## Request
Write the next part of the forum thread about switching the dogs from Wellness Core to Kibbles n Bits, starting with the reply under the last poster header shown.

# From Wellness Core to Kibbles n Bits...



## EmberLuvu (Oct 24, 2011)

Well, I've been taking a break lately for many reasons - I am quite busy with school.

And ontop of that, we have pretty much literally went bankrupt. If we want to continue to feed the dogs, we have to get their food from the closest place possible (Food Lion) and the cheapest food. And that, my friends, is kibbles n bits.

What a nightmare... I nearly died when I saw the label. How dare they market this... this... junk. The bad thing is, Ember can actually chew it (she could barely chew the WC) and she LOVES it. It took us nearly a year of our Beagle half-way starving himself to eat anything else but that food once he was on it.

I am seriously worried - but I guess it can't be helped, there's nothing I can do about it. And that's why I feel so mad at myself...

What is the best brand you can get in the grocery store that is about the same price as Kibbles n Bits? I'd say probably Alpo... it's a bit cheaper and a little better quality. I hate feeding the dogs 1-star dry but... I can't control it. The best I could do is get a food same price that's a little better, and my mom may not even allow that... what should I do, y'all?


----------



## KrystalLeigh (Aug 17, 2011)

I would do exactly what you said. Do some research and try to get the highest rated food in your price range. I would also be on the lookout for coupons and free samples. You can only do what you can do.


----------



## EmberLuvu (Oct 24, 2011)

KrystalLeigh said:


> I would do exactly what you said. Do some research and try to get the highest rated food in your price range. I would also be on the lookout for coupons and free samples. You can only do what you can do.


I am doing some research for prices, and it seems that the grocery store brand is one of the more decent foods in that price range... which is kind of sad considering it's not too great. Purina would be a better choice, as well as Sam's Club brand of dog food if they'll eat it... I guess I'll just try my best. Thanks.


----------



## NefariousCupcake (Jun 27, 2010)

## Material
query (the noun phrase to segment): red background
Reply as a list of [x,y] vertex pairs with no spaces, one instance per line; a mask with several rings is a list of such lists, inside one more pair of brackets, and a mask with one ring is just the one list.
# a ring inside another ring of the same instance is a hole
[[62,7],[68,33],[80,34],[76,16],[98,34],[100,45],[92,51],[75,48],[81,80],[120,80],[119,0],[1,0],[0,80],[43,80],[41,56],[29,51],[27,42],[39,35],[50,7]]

## Solved problem
I've been there. Have you noticed that kibbles n bits smells EXACTLY like mcdonalds? haha. If you have an mvp card for food lion, you can actually go online and load coupons onto it so you don't have to worry about forgetting them at home. Try "purina one beyond" it's in the $15-$20 range for a big bag and the best quality I've found at food lion myself. Mine are fond of the lamb variety. No grains or dye in it if I remember right.


----------



## EmberLuvu (Oct 24, 2011)

NefariousCupcake said:


> I've been there. Have you noticed that kibbles n bits smells EXACTLY like mcdonalds? haha. If you have an mvp card for food lion, you can actually go online and load coupons onto it so you don't have to worry about forgetting them at home. Try "purina one beyond" it's in the $15-$20 range for a big bag and the best quality I've found at food lion myself. Mine are fond of the lamb variety. No grains or dye in it if I remember right.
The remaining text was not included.